§ TO DO:
How many lines in the items below contain the word "light"? Reply with the number alone.

-------

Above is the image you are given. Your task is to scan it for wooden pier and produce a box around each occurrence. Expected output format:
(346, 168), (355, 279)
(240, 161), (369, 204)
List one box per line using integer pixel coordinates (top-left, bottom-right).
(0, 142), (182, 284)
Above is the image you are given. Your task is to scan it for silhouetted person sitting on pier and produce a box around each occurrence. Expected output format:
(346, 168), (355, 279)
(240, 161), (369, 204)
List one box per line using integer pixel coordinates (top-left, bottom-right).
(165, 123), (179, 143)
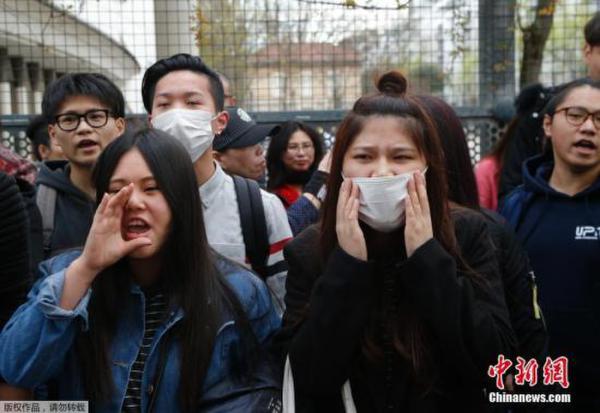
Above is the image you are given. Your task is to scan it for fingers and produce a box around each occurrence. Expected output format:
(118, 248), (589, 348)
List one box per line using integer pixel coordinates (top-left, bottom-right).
(336, 179), (350, 217)
(414, 171), (429, 215)
(106, 183), (133, 212)
(407, 173), (422, 216)
(98, 192), (110, 214)
(344, 180), (358, 219)
(123, 237), (152, 256)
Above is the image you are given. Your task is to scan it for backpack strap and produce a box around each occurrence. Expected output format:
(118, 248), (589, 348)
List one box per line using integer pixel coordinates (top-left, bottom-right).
(35, 184), (56, 256)
(232, 175), (269, 279)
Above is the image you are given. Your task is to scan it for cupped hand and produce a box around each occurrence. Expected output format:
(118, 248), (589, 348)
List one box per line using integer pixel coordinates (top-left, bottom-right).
(335, 179), (367, 261)
(80, 184), (152, 275)
(404, 171), (433, 257)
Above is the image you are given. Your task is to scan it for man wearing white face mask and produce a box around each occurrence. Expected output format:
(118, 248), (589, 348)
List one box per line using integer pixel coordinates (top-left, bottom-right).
(142, 54), (292, 311)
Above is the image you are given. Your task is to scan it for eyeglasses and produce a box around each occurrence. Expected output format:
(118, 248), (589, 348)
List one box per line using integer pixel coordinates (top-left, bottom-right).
(287, 143), (315, 153)
(554, 106), (600, 129)
(55, 109), (112, 132)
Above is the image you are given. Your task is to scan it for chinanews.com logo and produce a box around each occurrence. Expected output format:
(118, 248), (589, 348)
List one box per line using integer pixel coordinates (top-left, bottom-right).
(487, 354), (571, 403)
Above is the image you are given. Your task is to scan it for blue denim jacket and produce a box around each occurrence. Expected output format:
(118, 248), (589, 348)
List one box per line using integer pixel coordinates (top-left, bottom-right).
(0, 251), (280, 412)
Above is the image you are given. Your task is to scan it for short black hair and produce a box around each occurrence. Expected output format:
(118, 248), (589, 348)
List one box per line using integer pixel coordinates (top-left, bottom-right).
(142, 53), (225, 113)
(42, 73), (125, 124)
(583, 11), (600, 47)
(25, 115), (50, 161)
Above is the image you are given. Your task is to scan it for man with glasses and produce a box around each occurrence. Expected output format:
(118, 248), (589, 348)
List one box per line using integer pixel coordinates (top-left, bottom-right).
(500, 79), (600, 412)
(37, 73), (125, 257)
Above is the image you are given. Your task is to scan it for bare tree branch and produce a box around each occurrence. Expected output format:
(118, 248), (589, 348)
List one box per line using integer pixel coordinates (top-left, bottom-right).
(297, 0), (411, 10)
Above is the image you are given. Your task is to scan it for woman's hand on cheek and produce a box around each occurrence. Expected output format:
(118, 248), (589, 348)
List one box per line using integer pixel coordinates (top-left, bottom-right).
(404, 171), (433, 257)
(80, 184), (152, 275)
(335, 179), (367, 261)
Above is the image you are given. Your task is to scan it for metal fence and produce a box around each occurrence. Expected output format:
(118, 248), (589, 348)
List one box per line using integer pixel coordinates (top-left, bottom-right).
(0, 0), (600, 160)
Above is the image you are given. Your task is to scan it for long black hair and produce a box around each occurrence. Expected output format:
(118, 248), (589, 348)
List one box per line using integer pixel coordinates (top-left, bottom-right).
(267, 121), (324, 191)
(416, 96), (479, 210)
(77, 129), (252, 411)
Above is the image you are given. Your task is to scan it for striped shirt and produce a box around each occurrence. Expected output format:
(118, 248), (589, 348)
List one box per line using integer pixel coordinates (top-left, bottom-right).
(200, 163), (292, 315)
(123, 293), (167, 413)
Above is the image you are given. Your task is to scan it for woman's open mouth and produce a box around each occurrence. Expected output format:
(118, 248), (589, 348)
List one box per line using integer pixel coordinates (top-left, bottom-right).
(123, 218), (150, 240)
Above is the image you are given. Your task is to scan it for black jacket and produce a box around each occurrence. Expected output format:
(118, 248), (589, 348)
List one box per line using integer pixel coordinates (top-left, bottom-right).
(36, 161), (95, 258)
(0, 172), (32, 330)
(280, 210), (515, 413)
(481, 209), (548, 364)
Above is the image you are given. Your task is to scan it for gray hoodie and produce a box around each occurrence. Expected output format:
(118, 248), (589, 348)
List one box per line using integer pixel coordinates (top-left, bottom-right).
(36, 161), (95, 258)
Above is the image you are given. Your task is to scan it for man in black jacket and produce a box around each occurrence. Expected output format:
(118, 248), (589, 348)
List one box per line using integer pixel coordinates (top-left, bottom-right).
(36, 73), (125, 257)
(498, 12), (600, 199)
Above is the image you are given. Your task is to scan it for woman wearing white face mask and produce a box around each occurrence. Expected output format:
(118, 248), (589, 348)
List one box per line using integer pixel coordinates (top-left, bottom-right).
(280, 72), (514, 413)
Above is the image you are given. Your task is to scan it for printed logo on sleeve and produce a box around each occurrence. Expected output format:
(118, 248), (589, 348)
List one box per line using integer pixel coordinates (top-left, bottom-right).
(575, 225), (600, 241)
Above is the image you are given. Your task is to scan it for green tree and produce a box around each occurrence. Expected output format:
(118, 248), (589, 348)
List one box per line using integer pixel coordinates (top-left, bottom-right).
(516, 0), (558, 88)
(193, 0), (252, 102)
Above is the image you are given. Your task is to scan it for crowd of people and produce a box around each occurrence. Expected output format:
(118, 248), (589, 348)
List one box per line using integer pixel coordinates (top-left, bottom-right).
(0, 13), (600, 413)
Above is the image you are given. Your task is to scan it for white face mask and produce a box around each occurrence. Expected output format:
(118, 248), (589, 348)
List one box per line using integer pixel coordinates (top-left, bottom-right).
(152, 108), (215, 162)
(352, 168), (427, 232)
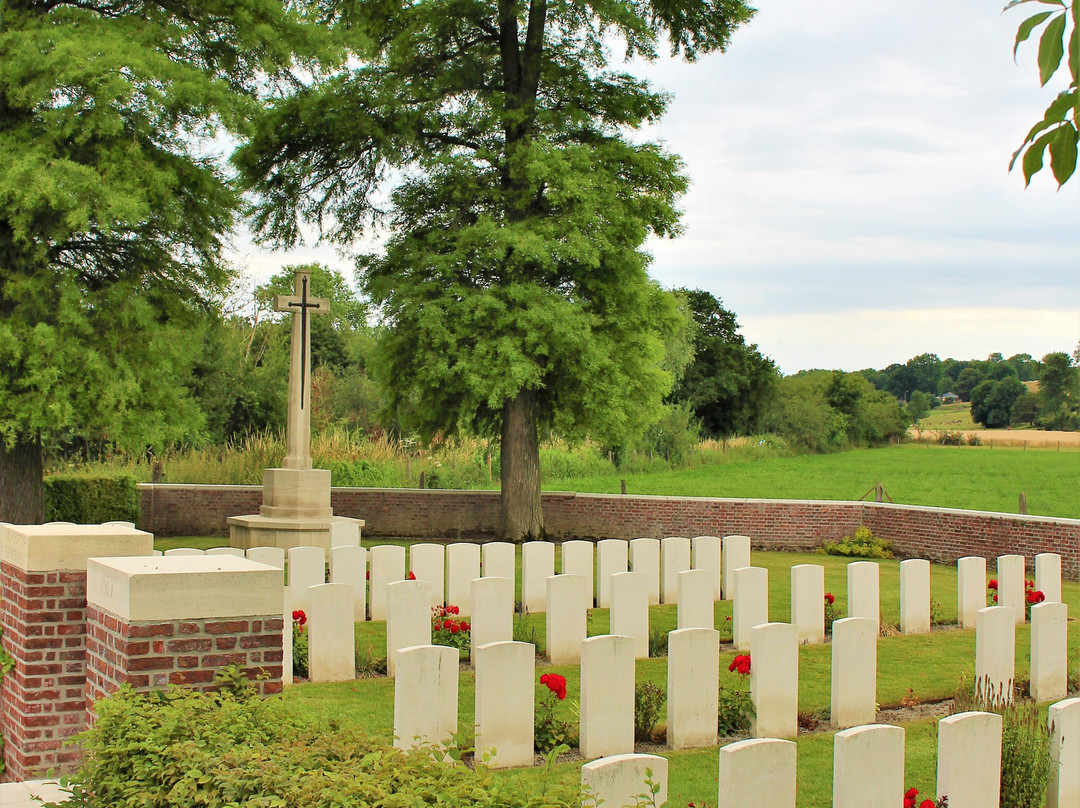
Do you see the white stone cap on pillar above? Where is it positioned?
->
[86,555,284,622]
[0,524,153,573]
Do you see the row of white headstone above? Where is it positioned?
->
[581,699,1080,808]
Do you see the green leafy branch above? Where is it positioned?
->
[1004,0,1080,187]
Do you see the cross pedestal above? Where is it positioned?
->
[228,269,364,550]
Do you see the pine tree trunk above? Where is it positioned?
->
[0,435,45,525]
[499,390,543,541]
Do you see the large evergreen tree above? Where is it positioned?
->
[237,0,752,539]
[0,0,323,523]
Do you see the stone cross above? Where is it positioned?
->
[273,269,330,469]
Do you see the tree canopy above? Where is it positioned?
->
[235,0,753,539]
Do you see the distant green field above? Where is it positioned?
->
[544,444,1080,519]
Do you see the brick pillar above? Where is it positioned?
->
[0,525,153,781]
[83,555,285,723]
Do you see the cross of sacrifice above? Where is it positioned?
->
[273,269,330,469]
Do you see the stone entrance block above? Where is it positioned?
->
[956,555,986,629]
[581,754,667,808]
[446,542,480,616]
[1030,603,1069,701]
[630,539,660,606]
[998,555,1027,625]
[848,561,881,630]
[408,543,446,608]
[579,634,634,759]
[559,541,596,608]
[608,573,649,659]
[833,724,904,808]
[937,713,1001,808]
[975,606,1016,702]
[546,575,588,665]
[0,525,153,781]
[473,642,537,769]
[676,569,716,629]
[660,536,690,603]
[469,578,514,663]
[85,555,285,708]
[394,645,459,749]
[716,738,796,808]
[667,629,720,749]
[596,539,630,609]
[1035,553,1062,603]
[829,617,878,729]
[725,567,769,651]
[522,541,555,614]
[900,558,930,634]
[720,536,750,601]
[690,536,724,603]
[751,626,799,738]
[367,544,405,620]
[387,581,431,676]
[792,564,825,645]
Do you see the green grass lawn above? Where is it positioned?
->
[259,542,1080,808]
[543,444,1080,519]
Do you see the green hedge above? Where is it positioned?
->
[45,474,138,525]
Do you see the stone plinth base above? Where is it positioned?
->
[227,514,364,552]
[84,555,284,722]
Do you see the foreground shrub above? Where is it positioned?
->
[52,688,581,808]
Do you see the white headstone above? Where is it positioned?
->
[307,583,356,682]
[446,542,480,615]
[473,639,537,769]
[690,536,724,602]
[720,536,750,601]
[1035,553,1062,603]
[975,606,1016,703]
[833,724,904,808]
[725,567,769,651]
[469,578,514,664]
[545,575,589,665]
[522,541,555,614]
[480,541,517,583]
[829,617,878,729]
[596,539,630,609]
[330,544,367,623]
[998,555,1027,625]
[559,541,596,608]
[1031,603,1069,701]
[848,561,881,628]
[716,738,796,808]
[367,544,405,620]
[792,564,825,645]
[667,629,720,749]
[630,539,660,606]
[608,573,649,659]
[937,713,1001,808]
[676,569,716,629]
[900,558,930,634]
[660,536,690,603]
[247,547,285,569]
[387,581,431,676]
[581,754,667,808]
[394,645,458,749]
[956,555,986,629]
[579,634,634,759]
[408,543,446,608]
[1047,699,1080,808]
[751,622,799,738]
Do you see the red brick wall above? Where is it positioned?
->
[0,564,86,781]
[139,485,1080,579]
[83,606,283,721]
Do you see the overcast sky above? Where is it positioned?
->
[223,0,1080,374]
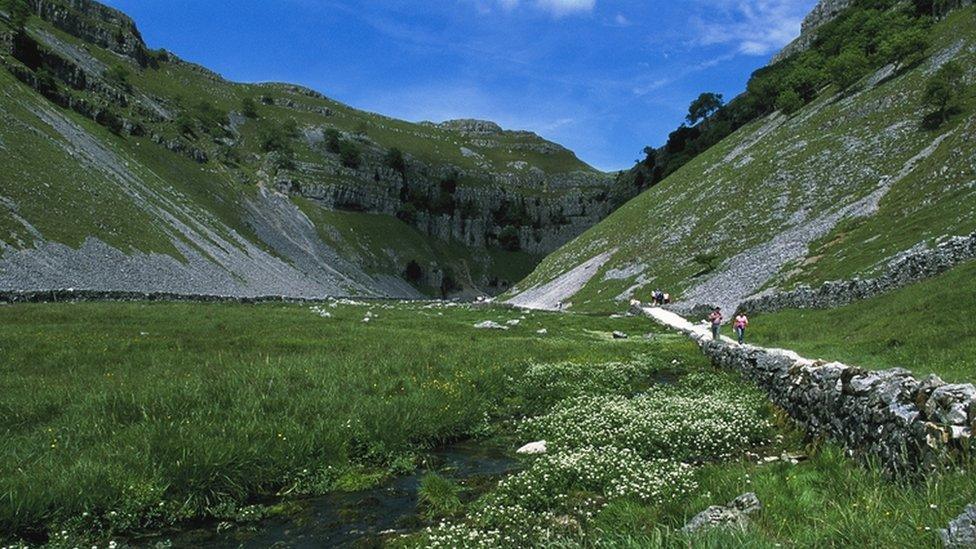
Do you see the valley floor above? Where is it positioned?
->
[0,301,976,547]
[750,261,976,383]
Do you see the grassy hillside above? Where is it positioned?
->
[750,262,976,383]
[0,0,612,296]
[0,302,976,547]
[0,303,664,545]
[513,8,976,311]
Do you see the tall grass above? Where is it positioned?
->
[0,304,664,540]
[749,262,976,382]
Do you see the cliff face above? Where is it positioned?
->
[771,0,854,63]
[510,7,976,311]
[0,0,630,296]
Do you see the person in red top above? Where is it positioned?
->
[732,311,749,345]
[708,307,725,340]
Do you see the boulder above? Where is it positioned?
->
[939,505,976,547]
[474,320,508,330]
[515,440,546,456]
[681,492,762,534]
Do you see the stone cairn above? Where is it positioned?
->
[739,232,976,314]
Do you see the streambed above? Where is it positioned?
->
[133,441,519,548]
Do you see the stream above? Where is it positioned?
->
[134,441,519,548]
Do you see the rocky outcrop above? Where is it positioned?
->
[634,305,976,474]
[31,0,152,66]
[739,232,976,313]
[681,492,762,534]
[269,138,614,254]
[770,0,854,64]
[770,0,973,64]
[939,505,976,549]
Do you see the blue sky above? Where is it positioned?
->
[106,0,816,170]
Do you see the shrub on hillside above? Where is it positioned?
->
[498,225,522,252]
[324,128,342,154]
[403,259,424,284]
[95,107,125,135]
[925,61,965,127]
[385,147,407,175]
[104,63,132,90]
[827,48,870,90]
[776,90,803,114]
[241,96,258,118]
[339,140,362,169]
[0,0,31,33]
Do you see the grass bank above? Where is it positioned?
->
[0,303,664,542]
[750,262,976,382]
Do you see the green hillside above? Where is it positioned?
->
[0,0,619,296]
[510,7,976,311]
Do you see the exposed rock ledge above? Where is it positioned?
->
[739,232,976,313]
[632,303,976,473]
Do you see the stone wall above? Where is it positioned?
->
[0,288,394,305]
[640,310,976,474]
[739,232,976,313]
[702,341,976,473]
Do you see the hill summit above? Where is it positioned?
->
[0,0,634,297]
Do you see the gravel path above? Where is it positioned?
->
[505,250,616,311]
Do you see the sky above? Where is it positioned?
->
[103,0,816,171]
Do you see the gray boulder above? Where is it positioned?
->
[939,505,976,547]
[681,492,762,534]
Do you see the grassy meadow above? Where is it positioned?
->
[0,302,976,548]
[0,303,663,541]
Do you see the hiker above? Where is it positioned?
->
[708,307,725,341]
[732,311,749,345]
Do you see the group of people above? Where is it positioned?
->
[651,290,671,307]
[708,307,749,345]
[638,290,749,345]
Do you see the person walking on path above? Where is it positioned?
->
[708,307,725,341]
[732,311,749,345]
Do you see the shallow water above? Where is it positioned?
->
[136,442,518,548]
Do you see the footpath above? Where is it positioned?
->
[632,303,976,474]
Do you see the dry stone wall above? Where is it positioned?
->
[634,305,976,474]
[0,288,398,305]
[739,232,976,313]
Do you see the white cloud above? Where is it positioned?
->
[535,0,596,17]
[488,0,596,17]
[613,13,633,27]
[692,0,813,56]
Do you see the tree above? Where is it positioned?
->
[0,0,31,34]
[827,48,870,90]
[776,90,804,114]
[685,92,724,126]
[104,63,132,91]
[95,108,125,135]
[339,141,362,169]
[241,96,258,118]
[924,61,965,125]
[325,128,342,154]
[879,28,929,67]
[498,225,522,252]
[385,147,407,175]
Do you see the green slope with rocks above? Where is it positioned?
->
[508,3,976,311]
[0,0,629,296]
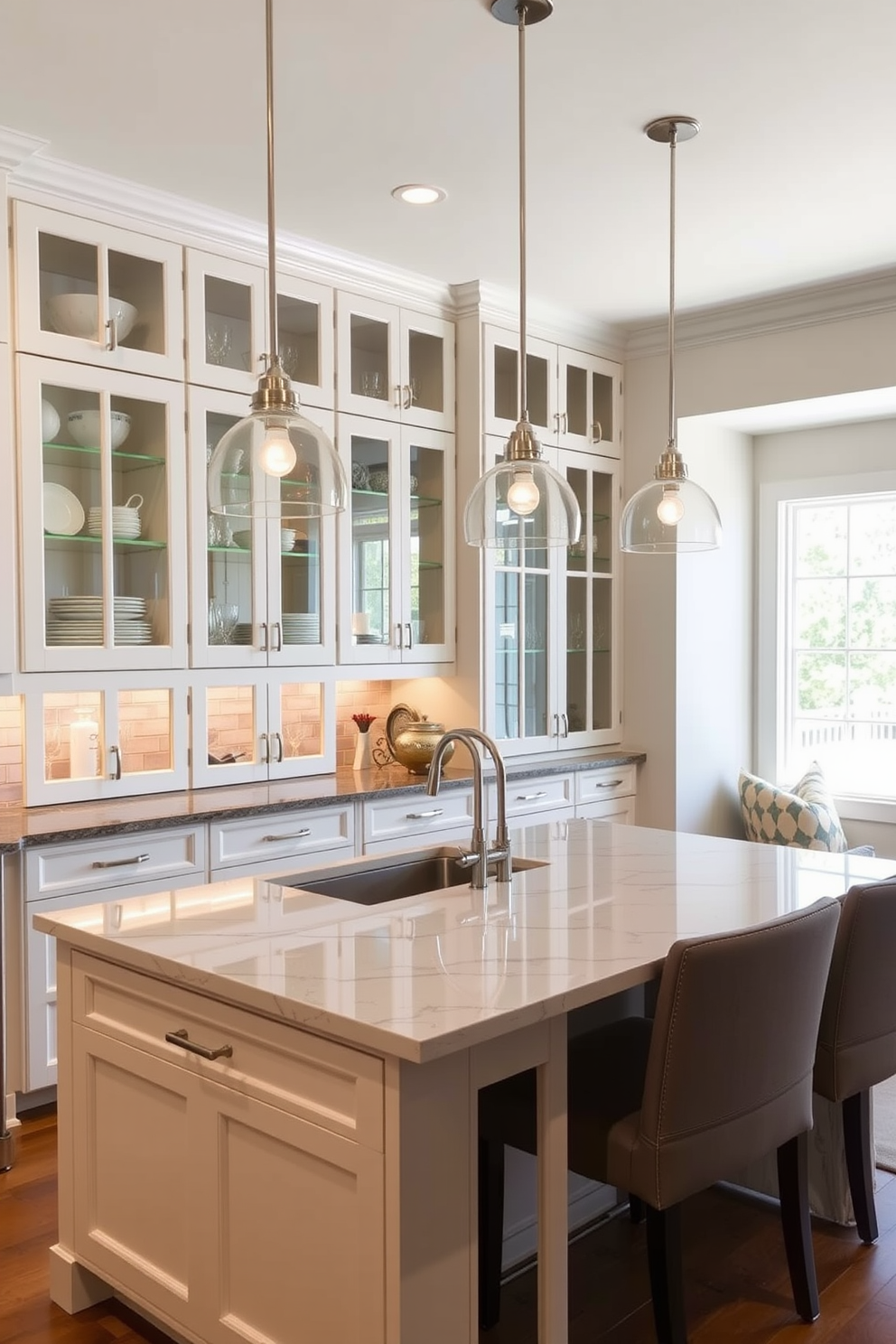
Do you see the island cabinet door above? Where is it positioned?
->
[71,1024,203,1333]
[199,1083,386,1344]
[72,1024,386,1344]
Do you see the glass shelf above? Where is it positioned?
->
[43,443,165,471]
[43,532,168,551]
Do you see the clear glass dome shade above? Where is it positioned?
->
[463,458,582,547]
[209,407,348,521]
[620,477,722,555]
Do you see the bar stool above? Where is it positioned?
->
[480,901,840,1344]
[813,882,896,1243]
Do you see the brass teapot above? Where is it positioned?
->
[391,719,454,774]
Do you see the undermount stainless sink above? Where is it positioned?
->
[283,849,546,906]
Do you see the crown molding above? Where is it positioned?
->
[450,280,625,360]
[625,267,896,359]
[6,145,453,314]
[0,126,50,172]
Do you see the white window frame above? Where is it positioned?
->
[756,471,896,823]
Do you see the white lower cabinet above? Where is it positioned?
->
[363,789,473,854]
[22,826,206,1093]
[575,765,638,826]
[69,953,386,1344]
[209,802,355,881]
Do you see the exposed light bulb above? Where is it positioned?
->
[508,466,541,518]
[657,484,686,527]
[258,418,295,476]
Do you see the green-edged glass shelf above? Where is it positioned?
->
[43,443,165,471]
[206,546,320,560]
[43,532,168,551]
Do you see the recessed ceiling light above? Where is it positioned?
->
[392,182,447,206]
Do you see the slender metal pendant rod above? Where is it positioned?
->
[669,121,678,448]
[518,3,529,421]
[265,0,278,366]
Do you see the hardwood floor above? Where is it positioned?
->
[0,1113,896,1344]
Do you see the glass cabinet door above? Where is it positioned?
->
[14,201,184,378]
[20,356,187,671]
[394,429,455,663]
[25,672,188,805]
[486,440,560,750]
[399,311,454,430]
[337,415,400,663]
[336,293,402,419]
[557,452,621,746]
[557,348,621,457]
[483,327,557,443]
[192,672,336,788]
[190,387,336,667]
[187,247,267,392]
[276,275,334,408]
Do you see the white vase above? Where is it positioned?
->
[352,731,373,770]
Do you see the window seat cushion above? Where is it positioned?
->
[738,761,847,854]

-------

§ EXERCISE OUTPUT:
2